[Point localization data]

• • • •

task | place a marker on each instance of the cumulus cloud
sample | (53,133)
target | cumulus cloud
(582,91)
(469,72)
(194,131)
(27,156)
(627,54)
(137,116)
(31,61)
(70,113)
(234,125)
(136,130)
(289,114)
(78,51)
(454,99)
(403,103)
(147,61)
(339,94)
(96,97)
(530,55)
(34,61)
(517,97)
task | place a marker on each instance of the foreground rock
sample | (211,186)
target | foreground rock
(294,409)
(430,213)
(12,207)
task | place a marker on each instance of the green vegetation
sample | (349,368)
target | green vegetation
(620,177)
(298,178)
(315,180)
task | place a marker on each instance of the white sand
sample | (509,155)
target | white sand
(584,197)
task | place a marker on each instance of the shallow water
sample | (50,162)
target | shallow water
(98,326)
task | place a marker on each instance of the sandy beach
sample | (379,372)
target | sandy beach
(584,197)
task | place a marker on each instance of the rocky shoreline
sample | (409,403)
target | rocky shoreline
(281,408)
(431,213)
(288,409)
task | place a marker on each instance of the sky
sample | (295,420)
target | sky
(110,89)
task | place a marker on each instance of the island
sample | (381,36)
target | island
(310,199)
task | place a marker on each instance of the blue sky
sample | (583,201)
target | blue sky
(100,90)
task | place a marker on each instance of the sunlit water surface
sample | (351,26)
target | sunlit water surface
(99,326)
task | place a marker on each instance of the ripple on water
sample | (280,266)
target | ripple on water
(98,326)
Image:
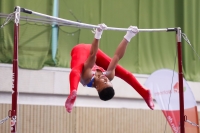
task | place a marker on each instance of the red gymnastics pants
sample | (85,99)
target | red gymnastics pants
(79,55)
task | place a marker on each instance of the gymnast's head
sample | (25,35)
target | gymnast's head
(104,87)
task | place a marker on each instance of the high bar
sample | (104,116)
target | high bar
(89,26)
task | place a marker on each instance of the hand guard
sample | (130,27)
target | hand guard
(98,31)
(132,31)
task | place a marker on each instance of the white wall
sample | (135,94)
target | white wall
(51,86)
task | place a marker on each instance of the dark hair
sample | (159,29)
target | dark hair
(106,94)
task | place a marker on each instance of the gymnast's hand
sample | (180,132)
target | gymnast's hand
(132,31)
(70,101)
(98,31)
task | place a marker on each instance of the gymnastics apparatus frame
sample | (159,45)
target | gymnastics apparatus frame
(13,111)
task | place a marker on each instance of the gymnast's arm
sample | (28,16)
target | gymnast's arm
(119,53)
(94,47)
(92,56)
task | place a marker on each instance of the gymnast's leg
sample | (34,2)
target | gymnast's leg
(103,60)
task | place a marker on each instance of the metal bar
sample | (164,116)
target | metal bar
(15,73)
(89,26)
(181,92)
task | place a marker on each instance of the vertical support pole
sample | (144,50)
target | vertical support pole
(13,112)
(180,75)
(54,41)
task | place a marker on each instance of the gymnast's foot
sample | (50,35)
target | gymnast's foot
(149,100)
(70,101)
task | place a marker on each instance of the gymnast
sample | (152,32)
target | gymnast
(93,68)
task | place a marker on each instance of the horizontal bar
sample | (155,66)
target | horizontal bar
(88,26)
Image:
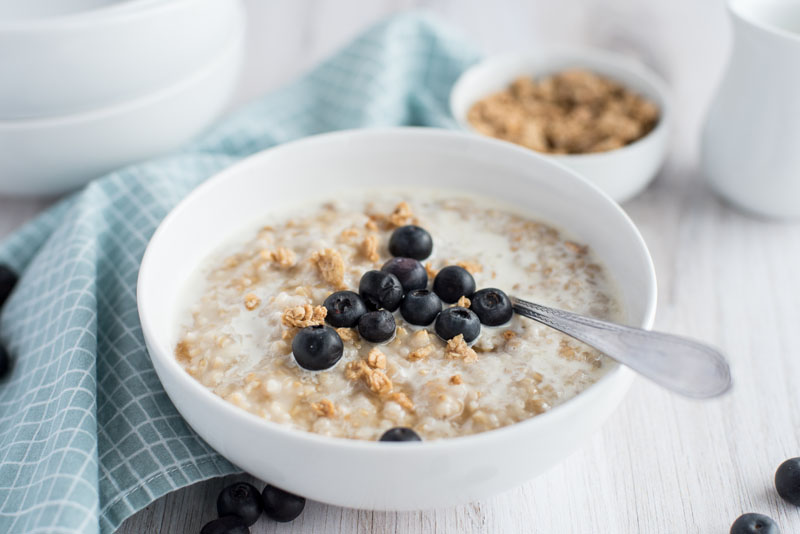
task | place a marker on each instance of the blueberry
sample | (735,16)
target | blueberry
(458,320)
(242,500)
(400,433)
(376,326)
(787,481)
(754,524)
(317,347)
(380,290)
(410,272)
(452,283)
(8,279)
(281,505)
(344,309)
(411,242)
(420,307)
(5,361)
(491,306)
(230,524)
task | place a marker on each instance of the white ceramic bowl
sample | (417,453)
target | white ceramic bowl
(49,156)
(622,173)
(79,62)
(373,475)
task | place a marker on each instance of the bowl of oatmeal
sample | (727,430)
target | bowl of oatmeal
(257,296)
(601,114)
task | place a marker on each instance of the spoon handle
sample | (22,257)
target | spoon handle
(679,364)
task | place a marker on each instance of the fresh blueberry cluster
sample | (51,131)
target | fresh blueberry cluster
(401,284)
(787,483)
(240,505)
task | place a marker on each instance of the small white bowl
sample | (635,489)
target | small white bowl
(89,60)
(374,475)
(50,156)
(623,172)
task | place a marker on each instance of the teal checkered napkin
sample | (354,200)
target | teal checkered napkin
(87,434)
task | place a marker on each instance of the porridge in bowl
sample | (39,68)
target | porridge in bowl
(388,310)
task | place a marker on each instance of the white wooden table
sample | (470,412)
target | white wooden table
(661,464)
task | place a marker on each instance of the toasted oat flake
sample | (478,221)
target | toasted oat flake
(348,233)
(324,408)
(182,351)
(430,270)
(401,215)
(565,350)
(347,334)
(472,267)
(369,247)
(457,348)
(330,266)
(303,316)
(282,257)
(420,354)
(251,302)
(375,379)
(403,400)
(376,359)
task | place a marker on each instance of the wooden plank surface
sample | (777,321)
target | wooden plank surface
(661,464)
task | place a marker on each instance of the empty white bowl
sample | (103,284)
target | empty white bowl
(623,172)
(374,475)
(96,58)
(49,156)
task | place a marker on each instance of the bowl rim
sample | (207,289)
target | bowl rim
(619,374)
(115,12)
(578,54)
(229,51)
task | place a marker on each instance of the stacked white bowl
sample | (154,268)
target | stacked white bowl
(87,86)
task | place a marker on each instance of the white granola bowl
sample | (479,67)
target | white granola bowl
(374,475)
(622,173)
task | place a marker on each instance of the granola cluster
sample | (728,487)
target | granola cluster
(571,112)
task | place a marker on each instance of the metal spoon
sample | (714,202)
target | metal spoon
(679,364)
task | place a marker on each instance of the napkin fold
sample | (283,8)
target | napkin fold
(87,435)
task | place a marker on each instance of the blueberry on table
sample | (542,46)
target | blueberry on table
(411,242)
(317,347)
(5,361)
(344,309)
(380,289)
(452,283)
(410,272)
(754,524)
(420,307)
(8,279)
(281,505)
(376,326)
(242,500)
(492,306)
(230,524)
(787,481)
(400,433)
(458,320)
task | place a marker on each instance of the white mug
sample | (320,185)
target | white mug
(751,141)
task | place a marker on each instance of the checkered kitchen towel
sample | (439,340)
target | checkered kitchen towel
(87,434)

• • • •

● AIM OF THE TASK:
Reproduce exactly, and only, the lines from the start of the entries through the one that contains "sample | (211,186)".

● WRITTEN SOLUTION:
task | place a marker on each instance of the cumulus cloud
sample | (53,133)
target | cumulus cloud
(582,91)
(469,72)
(194,131)
(27,156)
(627,54)
(137,116)
(31,61)
(70,113)
(234,125)
(136,130)
(289,114)
(78,51)
(454,99)
(403,103)
(147,61)
(339,94)
(96,97)
(530,55)
(34,61)
(517,97)
task | place a marker on each instance of the foreground rock
sample | (211,186)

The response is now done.